Document passage >>
..........

As a side note, at the end of the workflow, the security groups are modified to close the SSH port on all nodes. You can also customize the security group rules in the Terraform2/networking.tf file to adjust additional settings as needed.

Terraform also provisions EC2 instances for both master and worker nodes, using user_data scripts for node initialization:

resource "aws_instance" "Kubernetes_master" {
  tags = {
    Name    = "Kubernetes-master01"
    Service = "one-click-Kubernetes"
    Env     = "dev"
    Role    = "Kubernetes-master"
    Team    = "dev"
  }
  instance_type               = var.master_machine_type
  vpc_security_group_ids      = [aws_security_group.Kubernetes_master.id]
  subnet_id                   = aws_subnet.public.id
  key_name                    = var.key_name
  ami                         = var.Kubernetes_ami
  user_data                   = file("user_data/node_init.sh")
  associate_public_ip_address = true

}
resource "aws_instance" "Kubernetes_workers" {
  count = var.node_nums
  tags = {
    Name    = "worker-${count.index}"

..........

Rows >>
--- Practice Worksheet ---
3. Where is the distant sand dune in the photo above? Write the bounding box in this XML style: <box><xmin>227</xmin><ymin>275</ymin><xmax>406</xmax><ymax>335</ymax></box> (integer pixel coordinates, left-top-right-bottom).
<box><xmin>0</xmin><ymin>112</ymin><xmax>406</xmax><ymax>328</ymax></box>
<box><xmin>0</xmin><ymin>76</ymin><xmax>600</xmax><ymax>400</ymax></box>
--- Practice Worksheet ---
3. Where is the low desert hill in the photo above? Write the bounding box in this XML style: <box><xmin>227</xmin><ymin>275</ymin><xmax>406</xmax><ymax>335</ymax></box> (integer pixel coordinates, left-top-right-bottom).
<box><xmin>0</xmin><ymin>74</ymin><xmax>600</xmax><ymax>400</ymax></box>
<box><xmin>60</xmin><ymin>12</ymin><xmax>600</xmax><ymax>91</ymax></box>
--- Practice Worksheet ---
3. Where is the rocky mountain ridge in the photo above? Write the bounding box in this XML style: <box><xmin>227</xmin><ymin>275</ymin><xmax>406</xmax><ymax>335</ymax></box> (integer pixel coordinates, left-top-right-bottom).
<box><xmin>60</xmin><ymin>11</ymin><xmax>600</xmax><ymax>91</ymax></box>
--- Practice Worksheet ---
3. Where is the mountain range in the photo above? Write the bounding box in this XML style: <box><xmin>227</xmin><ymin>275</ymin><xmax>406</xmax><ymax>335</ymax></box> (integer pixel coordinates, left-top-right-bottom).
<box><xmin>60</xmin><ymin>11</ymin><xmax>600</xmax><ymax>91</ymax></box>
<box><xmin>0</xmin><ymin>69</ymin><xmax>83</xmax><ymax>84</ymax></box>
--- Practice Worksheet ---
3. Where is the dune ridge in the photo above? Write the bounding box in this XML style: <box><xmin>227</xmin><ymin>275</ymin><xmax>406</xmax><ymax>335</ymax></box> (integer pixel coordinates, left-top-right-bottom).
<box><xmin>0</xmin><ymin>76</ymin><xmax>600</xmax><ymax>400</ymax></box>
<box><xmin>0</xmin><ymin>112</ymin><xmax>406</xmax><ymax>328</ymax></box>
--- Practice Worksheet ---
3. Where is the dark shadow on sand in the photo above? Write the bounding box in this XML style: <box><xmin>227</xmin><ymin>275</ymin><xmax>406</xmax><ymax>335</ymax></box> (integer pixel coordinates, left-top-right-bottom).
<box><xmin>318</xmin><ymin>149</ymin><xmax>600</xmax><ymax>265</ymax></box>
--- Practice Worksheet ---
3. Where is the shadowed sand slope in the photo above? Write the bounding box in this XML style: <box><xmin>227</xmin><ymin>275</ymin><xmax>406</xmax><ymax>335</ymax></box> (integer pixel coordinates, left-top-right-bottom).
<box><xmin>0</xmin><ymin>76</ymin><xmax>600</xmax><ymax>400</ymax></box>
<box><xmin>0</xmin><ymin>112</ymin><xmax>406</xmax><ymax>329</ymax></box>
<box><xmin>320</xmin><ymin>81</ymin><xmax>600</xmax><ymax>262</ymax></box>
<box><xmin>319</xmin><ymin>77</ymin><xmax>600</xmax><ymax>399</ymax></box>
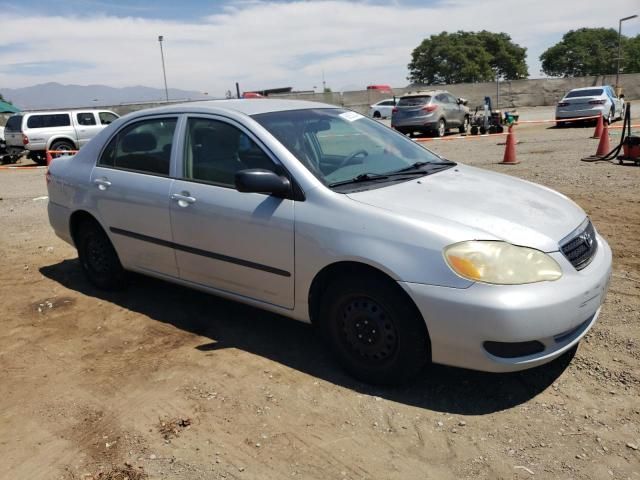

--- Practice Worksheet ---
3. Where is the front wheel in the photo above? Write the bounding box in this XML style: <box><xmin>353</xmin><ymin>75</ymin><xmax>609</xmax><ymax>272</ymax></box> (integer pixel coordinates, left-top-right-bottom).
<box><xmin>76</xmin><ymin>221</ymin><xmax>126</xmax><ymax>290</ymax></box>
<box><xmin>320</xmin><ymin>275</ymin><xmax>430</xmax><ymax>385</ymax></box>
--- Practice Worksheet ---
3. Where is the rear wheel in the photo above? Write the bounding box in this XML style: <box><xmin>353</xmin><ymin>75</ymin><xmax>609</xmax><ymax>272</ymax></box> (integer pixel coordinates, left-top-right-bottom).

..........

Short task 1 >>
Determine whether each statement below agrees with the Terraform passage. Answer yes or no for each, quoting the deciding words of the passage.
(a) At the end of the workflow, the SSH port is closed on all nodes.
(b) The master instance is given a public IP address.
(c) The security group rules can be customized in the Terraform2/main.tf file.
Short task 2 >> List every line of the entries that contains the string "ridge". Case counts.

Written solution 1 >>
(a) Yes: "the security groups are modified to close the SSH port on all nodes"
(b) Yes: "associate_public_ip_address = true"
(c) No: "customize the security group rules in the Terraform2/networking.tf file"

Written solution 2 >>
3. Where is the rocky mountain ridge in the photo above? Write the bounding box in this XML style: <box><xmin>227</xmin><ymin>275</ymin><xmax>406</xmax><ymax>335</ymax></box> (integer pixel coordinates, left-top-right-bottom).
3. Where is the dune ridge in the photo above? Write the bounding box in this XML style: <box><xmin>227</xmin><ymin>275</ymin><xmax>406</xmax><ymax>335</ymax></box> (integer pixel coordinates, left-top-right-bottom).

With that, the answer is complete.